Supplied material:
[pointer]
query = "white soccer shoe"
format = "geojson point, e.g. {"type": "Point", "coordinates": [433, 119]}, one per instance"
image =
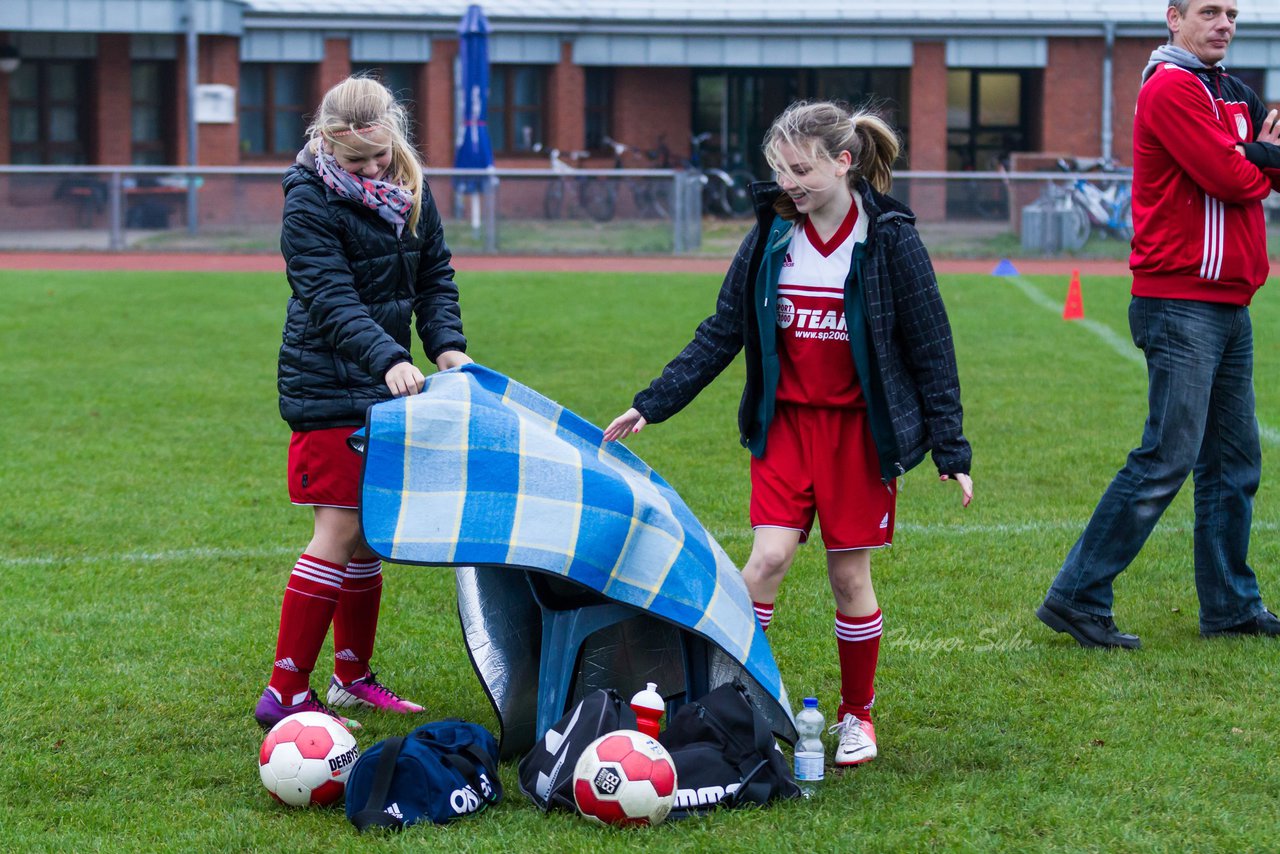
{"type": "Point", "coordinates": [856, 741]}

Task goal: Please print all of the records above exactly, omitting each picture.

Solution to this exercise:
[pointer]
query = "white soccer shoe"
format = "geojson point, e.g. {"type": "Point", "coordinates": [433, 119]}, one per instance"
image =
{"type": "Point", "coordinates": [856, 741]}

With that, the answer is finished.